▶ _TASK OBJECTIVE_
The data below should be duplicated in full, unchanged.
__________
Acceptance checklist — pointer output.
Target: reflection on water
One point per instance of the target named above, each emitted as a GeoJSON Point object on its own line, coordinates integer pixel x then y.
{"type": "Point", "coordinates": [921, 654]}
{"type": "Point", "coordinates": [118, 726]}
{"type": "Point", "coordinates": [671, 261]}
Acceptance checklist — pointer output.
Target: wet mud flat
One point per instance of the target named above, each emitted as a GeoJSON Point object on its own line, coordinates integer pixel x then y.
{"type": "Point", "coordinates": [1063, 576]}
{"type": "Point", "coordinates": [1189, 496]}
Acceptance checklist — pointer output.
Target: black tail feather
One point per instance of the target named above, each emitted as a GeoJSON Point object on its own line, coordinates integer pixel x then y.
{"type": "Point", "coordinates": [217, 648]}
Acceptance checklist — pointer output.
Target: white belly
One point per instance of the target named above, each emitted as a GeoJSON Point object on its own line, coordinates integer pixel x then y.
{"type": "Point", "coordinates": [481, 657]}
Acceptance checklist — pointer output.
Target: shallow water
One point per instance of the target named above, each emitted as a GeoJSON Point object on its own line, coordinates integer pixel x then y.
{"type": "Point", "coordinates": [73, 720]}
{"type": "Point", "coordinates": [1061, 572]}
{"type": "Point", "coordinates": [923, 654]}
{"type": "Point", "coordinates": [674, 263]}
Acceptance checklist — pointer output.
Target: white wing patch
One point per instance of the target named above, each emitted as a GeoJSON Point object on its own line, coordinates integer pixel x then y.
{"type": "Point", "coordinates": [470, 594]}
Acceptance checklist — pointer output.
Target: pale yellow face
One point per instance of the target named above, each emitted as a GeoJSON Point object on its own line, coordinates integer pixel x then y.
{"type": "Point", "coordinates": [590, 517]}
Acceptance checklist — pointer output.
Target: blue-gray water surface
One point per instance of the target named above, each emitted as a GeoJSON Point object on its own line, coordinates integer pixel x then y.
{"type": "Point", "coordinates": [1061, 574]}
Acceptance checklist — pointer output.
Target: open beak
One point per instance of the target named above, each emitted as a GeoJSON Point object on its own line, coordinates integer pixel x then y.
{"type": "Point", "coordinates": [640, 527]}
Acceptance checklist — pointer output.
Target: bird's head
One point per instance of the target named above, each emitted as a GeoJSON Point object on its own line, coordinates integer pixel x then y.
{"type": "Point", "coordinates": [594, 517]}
__________
▶ _EXPECTED ANSWER_
Acceptance checklist — pointer output.
Target: reflection on water
One point per instance of the target named above, each emitted as a GeoJSON Point object on its own line, coordinates integer pixel x then y.
{"type": "Point", "coordinates": [921, 654]}
{"type": "Point", "coordinates": [118, 726]}
{"type": "Point", "coordinates": [671, 261]}
Acceptance checklist — pointer output.
Target: wet mud flat
One point per instance of the target named above, each emitted as a GeoJSON Point object on its own line, coordinates integer pixel x then y.
{"type": "Point", "coordinates": [1063, 576]}
{"type": "Point", "coordinates": [1189, 496]}
Acceptance checklist — pointer output.
Target: black tail feather
One point per instance of the target named above, each emitted as a GeoJSON Point object on its own line, coordinates integer pixel x then y.
{"type": "Point", "coordinates": [217, 648]}
Acceptance checklist — pointer output.
Target: white belly
One point per instance of the target named above, each emitted as a GeoJSON Point object on its own line, coordinates integer pixel x then y.
{"type": "Point", "coordinates": [481, 657]}
Acceptance checklist — pointer output.
Target: shallow water
One point per instance of the target named above, each emitted as a GeoJSON Point object on its own line, coordinates integer pixel x then y.
{"type": "Point", "coordinates": [73, 720]}
{"type": "Point", "coordinates": [1061, 572]}
{"type": "Point", "coordinates": [923, 654]}
{"type": "Point", "coordinates": [674, 263]}
Acceptance checklist — pointer output.
Target: white wing patch
One point per instance of the target named above, each emitted as a GeoJSON Point object on its own line, coordinates integer pixel x then y.
{"type": "Point", "coordinates": [470, 594]}
Acceptance checklist — pointer output.
Target: pale yellow face
One point per instance of the target named above, each emitted as a GeoJSON Point object on its own line, coordinates integer pixel x then y.
{"type": "Point", "coordinates": [590, 517]}
Acceptance checklist — pointer output.
Target: blue-gray water surface
One point per instance of the target named above, each emitted as a GeoJSON Point object on its own line, coordinates integer pixel x then y.
{"type": "Point", "coordinates": [1061, 574]}
Acceptance checklist — pointer output.
Target: open beak
One point per instance of the target named above, each emitted as a GeoJSON Point object on its own line, coordinates integer pixel x then y.
{"type": "Point", "coordinates": [640, 527]}
Acceptance checklist — pointer output.
Target: bird's head
One point per instance of the target named above, each emitted as a GeoJSON Point object on its own line, coordinates integer pixel x then y.
{"type": "Point", "coordinates": [594, 517]}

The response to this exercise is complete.